Each line of data below must be printed exactly as written, with any pictures removed.
^^^^
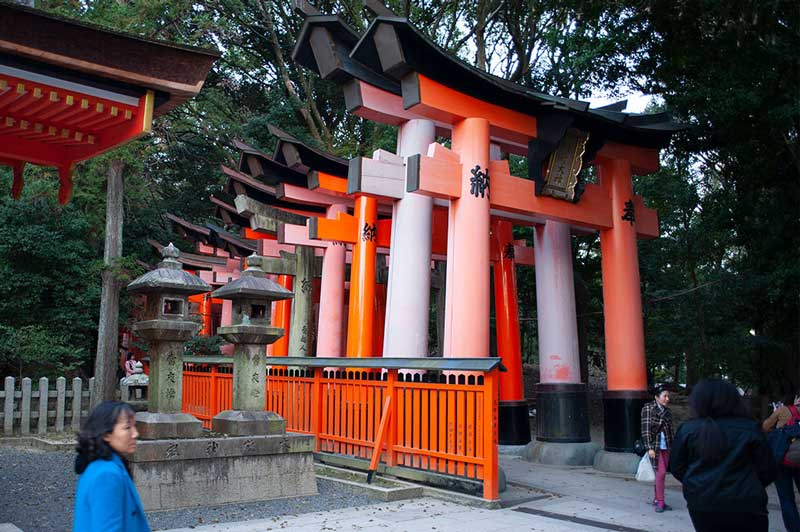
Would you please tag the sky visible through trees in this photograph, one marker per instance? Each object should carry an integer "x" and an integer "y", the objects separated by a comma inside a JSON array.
[{"x": 720, "y": 288}]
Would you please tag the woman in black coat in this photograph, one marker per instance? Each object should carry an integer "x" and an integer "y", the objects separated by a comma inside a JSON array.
[{"x": 723, "y": 461}]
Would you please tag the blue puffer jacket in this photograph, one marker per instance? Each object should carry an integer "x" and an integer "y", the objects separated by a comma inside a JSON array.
[
  {"x": 107, "y": 501},
  {"x": 734, "y": 482}
]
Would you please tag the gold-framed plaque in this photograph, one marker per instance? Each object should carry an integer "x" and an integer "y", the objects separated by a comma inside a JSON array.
[{"x": 561, "y": 176}]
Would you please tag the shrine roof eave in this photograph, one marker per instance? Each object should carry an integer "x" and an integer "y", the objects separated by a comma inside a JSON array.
[
  {"x": 271, "y": 172},
  {"x": 333, "y": 61},
  {"x": 193, "y": 260},
  {"x": 251, "y": 187},
  {"x": 395, "y": 48},
  {"x": 99, "y": 56},
  {"x": 227, "y": 240},
  {"x": 228, "y": 214},
  {"x": 303, "y": 157}
]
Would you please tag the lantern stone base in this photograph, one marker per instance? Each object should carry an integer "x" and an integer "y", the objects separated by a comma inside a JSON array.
[
  {"x": 159, "y": 426},
  {"x": 248, "y": 423},
  {"x": 171, "y": 474}
]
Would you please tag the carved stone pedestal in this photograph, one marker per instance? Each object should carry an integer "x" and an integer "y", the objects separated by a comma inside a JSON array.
[{"x": 171, "y": 474}]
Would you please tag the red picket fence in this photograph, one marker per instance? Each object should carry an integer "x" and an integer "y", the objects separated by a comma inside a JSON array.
[{"x": 438, "y": 414}]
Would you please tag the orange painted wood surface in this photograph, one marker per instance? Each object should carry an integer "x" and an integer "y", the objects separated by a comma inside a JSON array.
[{"x": 436, "y": 422}]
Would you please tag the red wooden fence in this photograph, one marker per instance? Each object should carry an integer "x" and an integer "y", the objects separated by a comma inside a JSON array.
[{"x": 438, "y": 420}]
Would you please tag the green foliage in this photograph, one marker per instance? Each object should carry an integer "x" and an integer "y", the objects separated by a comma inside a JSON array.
[{"x": 50, "y": 295}]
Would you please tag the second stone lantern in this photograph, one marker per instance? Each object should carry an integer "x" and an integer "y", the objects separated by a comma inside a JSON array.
[
  {"x": 166, "y": 326},
  {"x": 252, "y": 295}
]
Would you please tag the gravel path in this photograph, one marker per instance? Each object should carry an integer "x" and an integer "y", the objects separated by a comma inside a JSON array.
[{"x": 37, "y": 491}]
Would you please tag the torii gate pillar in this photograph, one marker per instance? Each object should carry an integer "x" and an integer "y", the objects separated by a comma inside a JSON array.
[
  {"x": 622, "y": 303},
  {"x": 466, "y": 328},
  {"x": 561, "y": 402},
  {"x": 408, "y": 296}
]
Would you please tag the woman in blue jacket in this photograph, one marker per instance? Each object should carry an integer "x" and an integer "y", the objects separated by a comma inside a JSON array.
[{"x": 106, "y": 500}]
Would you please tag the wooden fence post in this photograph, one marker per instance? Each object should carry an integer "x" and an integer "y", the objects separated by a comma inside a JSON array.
[
  {"x": 316, "y": 406},
  {"x": 215, "y": 407},
  {"x": 76, "y": 404},
  {"x": 8, "y": 407},
  {"x": 44, "y": 391},
  {"x": 25, "y": 410},
  {"x": 391, "y": 437},
  {"x": 61, "y": 397},
  {"x": 490, "y": 469}
]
^^^^
Written answer ▸
Would you please tag the sky visible through trees in this photograph, one marker per instance? Each object should carry an integer "x" and an integer "y", the objects separated by a comma inside a JSON array.
[{"x": 720, "y": 288}]
Would you please tag the woman in black coat in this photograph, one marker per instance? Each object should carry an integer "x" and an integer "y", the objects separated by a comma inside a JSON array.
[{"x": 723, "y": 461}]
Would you please tag the blue puffer jacket in this photograph, one marker per instance? Each object should carry an integer "x" and an integer "y", the objects separated by a comma inside a JSON array.
[
  {"x": 107, "y": 501},
  {"x": 734, "y": 482}
]
Would you please tag the gold-framed plaque in this photograph, one marker per instance? Each object should carry an integer "x" and an integer "y", the objects separated by a comma inside a JSON array.
[{"x": 561, "y": 176}]
Would you please tag the shrine roof eave in this photograph, one marker per instance? Each object should carry an integer "x" and an integer "y", the objects separated by a comma inside a JSON array.
[
  {"x": 271, "y": 172},
  {"x": 333, "y": 61},
  {"x": 193, "y": 260},
  {"x": 251, "y": 187},
  {"x": 395, "y": 48},
  {"x": 99, "y": 56},
  {"x": 227, "y": 240},
  {"x": 228, "y": 214},
  {"x": 303, "y": 157}
]
Would you please tag the lantern stone base in this photograph, one marker per instance? Each object should carry an integer "x" and an integer "y", the objects separated by a comma inside a JSON array.
[
  {"x": 159, "y": 426},
  {"x": 248, "y": 423},
  {"x": 171, "y": 474}
]
Would you please tag the carved stone pedestal in this photograph, one marker per instance? Each object should carry an integer "x" and an integer "y", the objects separated by a comma inside a JSON array.
[{"x": 171, "y": 474}]
Would you please tag the red picket fence in this photograph, one marker per instance? Each object should carry an integer "x" and an integer "y", the objects separated by a comma inside a JSON array.
[{"x": 438, "y": 414}]
Would you please tag the orange painted wood surface in this photograph, one marker per instance? Each object should carry an integer "x" and an integer "y", the objects separated by a comma inside a JSON array.
[{"x": 436, "y": 422}]
Would you please tag the red wooden fence in this photograph, one marker per instance? Each object should carry an integer "x" and an integer "y", the objects separated by a comma inside a JSON array.
[{"x": 438, "y": 420}]
Would you please tag the green foliage in this photograph, one marker per instance? Each object should carry an integer "x" and an integer "y", the objects separated by a comma inside a JSON array.
[{"x": 50, "y": 295}]
Would you please tag the second stone lantern in this photograph, one marker per instance? Each object should carry an integer "x" and an integer "y", the objects separated by a comma inside a JSON array.
[
  {"x": 166, "y": 326},
  {"x": 252, "y": 295}
]
Would you please tag the gravel path in this photograph, one marker per instance? Each object should carry an integer "x" and an integer "y", the objects separated by a comma inside a JSON array.
[{"x": 37, "y": 491}]
Would you please tag the torii gate pillar in this photograph, one marker per instance? Each object should carry an integer "x" and an integer "y", the objects separated by a comma inside a JSON array.
[
  {"x": 622, "y": 303},
  {"x": 466, "y": 328},
  {"x": 561, "y": 402},
  {"x": 408, "y": 296}
]
Would you please tag the woman in blue jacket in this photograph, one marker per instance? Each object should carry an integer "x" and an integer "y", the objects separated by a comma inside a JSON array.
[{"x": 106, "y": 500}]
Would you please tag the wooden fence post in this photograph, one marker per instance? Each object should carry an integer "x" and an integer "y", the objects separated by a comma inside a JSON array.
[
  {"x": 316, "y": 406},
  {"x": 215, "y": 407},
  {"x": 76, "y": 404},
  {"x": 8, "y": 407},
  {"x": 44, "y": 391},
  {"x": 25, "y": 410},
  {"x": 391, "y": 437},
  {"x": 61, "y": 397},
  {"x": 490, "y": 469}
]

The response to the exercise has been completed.